# WHAT NEEDS TO BE DONE
Convert the listing below into a Markdown table with the columns "Row" and "Listing line", one numbered row per line, omitting blank lines and any pictures.

── THE RECORDS ──

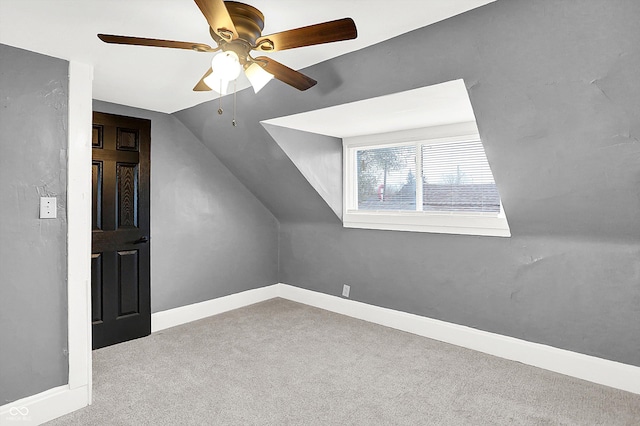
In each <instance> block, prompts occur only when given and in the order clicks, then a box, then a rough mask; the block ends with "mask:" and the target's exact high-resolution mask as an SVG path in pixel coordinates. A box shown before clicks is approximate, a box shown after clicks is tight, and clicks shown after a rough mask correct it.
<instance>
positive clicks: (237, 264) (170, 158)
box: [94, 101, 278, 312]
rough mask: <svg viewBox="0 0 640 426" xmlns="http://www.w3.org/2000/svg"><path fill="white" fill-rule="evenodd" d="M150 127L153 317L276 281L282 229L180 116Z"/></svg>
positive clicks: (266, 210)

───

# EXPECTED ANSWER
| Row | Listing line |
|---|---|
| 1 | In each <instance> block, prompts occur only when given and in the order clicks, then a box, then a rough mask; the block ends with "mask:" and the target's exact high-resolution mask as an SVG path in pixel coordinates. A box shown before clicks is approximate, a box shown after clicks is tight, and clicks shown after a rough mask correct it. |
| 2 | <instance> |
| 3 | positive clicks: (237, 264) (170, 158) |
| 4 | box: [94, 101, 278, 312] |
| 5 | rough mask: <svg viewBox="0 0 640 426" xmlns="http://www.w3.org/2000/svg"><path fill="white" fill-rule="evenodd" d="M150 127L153 317L276 281L282 229L180 116Z"/></svg> |
| 6 | positive clicks: (266, 210) |